▶ **Given text**:
-------
Friday Flicks: ‘Equus’

This week movie critic Amanda Ronan confesses that she was totally disturbed by this 1977 film, which she describes as “Silence of the Lambs meets The Saddle Club with a little American Horror Story thrown in.”

From Amanda:

Two words describe this movie: weird and uncomfortable.  The truth is I had no idea what sort of rabbit hole Netflix was leading me down, but here goes.  Equus (1977) is based on a play by the same name starring Richard Burton and Peter Firth.  The film was nominated for three Academy Awards including Best Actor, Best Supporting Actor, and Best Adapted Screenplay.

The movie opens with a 17-year-old boy named Alan Strang (Firth) arriving at a mental hospital, shortly after his criminal trial, to be cared for by lead psychiatrist Dr. Martin Dysart (Burton).

Strang was accused and convicted of blinding six horses with a metal spike in a single night.  Like I said…weird uncomfortable rabbit hole…

But let’s carry on…

Dr. Martin, in an effort to better understand his patient who at first only speaks via advertisement jingles, visits Alan’s religiously devout mother.  She leads the doctor up to the boy’s room where there is a mural of assorted pictures and a creepy cardboard-framed horse photo.  Mrs. Strang attempts to humanize her son by telling the doctor anecdotal stories about his childhood fascination with horses.  She recalls once telling him that the pagans of the New World saw the horse and rider “as one, like gods.”

At Alan’s first therapy sessions he tells Dr. Martin about the first time he ever saw a horse.  He was about six and it was on the beach.  A very strange man on a tall, black horse picked him up and let him gallop in the surf.  His parents, with good cause, freaked out!  His father ripped Alan off the saddle, plunking him down in the sand in a ball of tears, while yelling at the stranger.

Back in the present, Alan begins telling more of his story to a tape recorder:  like his belief that all horses contain a god named equus, his outrage at equestrianism and bowler hats, horse’s infinite humility towards mankind and something about cowboy orphans in Stetsons.

Then in a flashback we’re introduced to Jill Mason.

Jill gets Alan a job at her barn and teaches him to groom and care for the horses.  He quickly becomes a model employee, despite the fact that he goes into empty stalls when nobody is looking and pretends to be a horse.
-------
▶ **Records from a data source**:
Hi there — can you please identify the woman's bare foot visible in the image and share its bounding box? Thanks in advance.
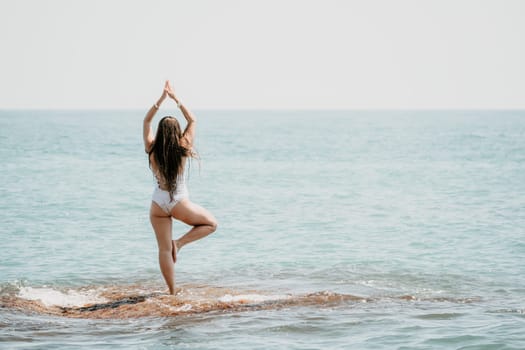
[171,239,179,264]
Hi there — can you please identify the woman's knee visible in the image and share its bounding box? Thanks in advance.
[208,218,219,233]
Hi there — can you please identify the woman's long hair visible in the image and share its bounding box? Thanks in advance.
[149,117,193,200]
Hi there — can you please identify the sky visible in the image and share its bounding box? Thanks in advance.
[0,0,525,109]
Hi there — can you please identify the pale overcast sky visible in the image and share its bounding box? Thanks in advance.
[0,0,525,109]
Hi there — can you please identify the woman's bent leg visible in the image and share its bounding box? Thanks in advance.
[171,199,217,249]
[150,202,175,294]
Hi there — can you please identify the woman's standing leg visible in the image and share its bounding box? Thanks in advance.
[149,202,175,294]
[171,199,217,250]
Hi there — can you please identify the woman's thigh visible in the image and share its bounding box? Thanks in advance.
[171,198,217,226]
[149,202,172,250]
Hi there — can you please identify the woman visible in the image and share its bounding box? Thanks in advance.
[143,81,217,294]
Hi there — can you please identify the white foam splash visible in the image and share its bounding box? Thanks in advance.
[18,287,107,307]
[219,294,290,303]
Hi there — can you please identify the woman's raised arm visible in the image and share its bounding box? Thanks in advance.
[142,81,169,153]
[165,81,197,149]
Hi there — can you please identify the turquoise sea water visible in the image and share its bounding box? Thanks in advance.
[0,111,525,349]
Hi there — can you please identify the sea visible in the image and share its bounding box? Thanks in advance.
[0,109,525,350]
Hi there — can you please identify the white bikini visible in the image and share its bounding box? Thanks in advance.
[151,173,189,215]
-------
▶ **The task**: Continue the review of the film Equus from the point where it stops.

▶ **Response to the exercise**:
And then…well…things take a turn for the worse.  Alan (in the flashbacks) starts sneaking out and riding the horses naked…yes I said naked.  He goes to see a movie called Swede and Low.  There is a “man bit” and a “chinkle chankle” involved…don’t ask.  Finally, the night of his heinous crime, he returns to the barn after a particularly embarrassing moment involving his father and Jill.

Meanwhile, Dr. Marten (in the present) starts turning crazy himself after realizing that Alan in his insanity has more joy than him in his “normal” life.  It all gets very psychoanalytical at this point and I was in a bit of shock at what I was watching so…

You’ll just have to watch and see what happens!

On a cinematic level this film is brilliant.  The fantastically deranged portrayals by the actors, the odd camera angles, the eerie lighting and soundtrack all add up to a very emotional, truly difficult scene.  The interaction between Firth and Burton during the last 20 minutes of the film is particularly haunting.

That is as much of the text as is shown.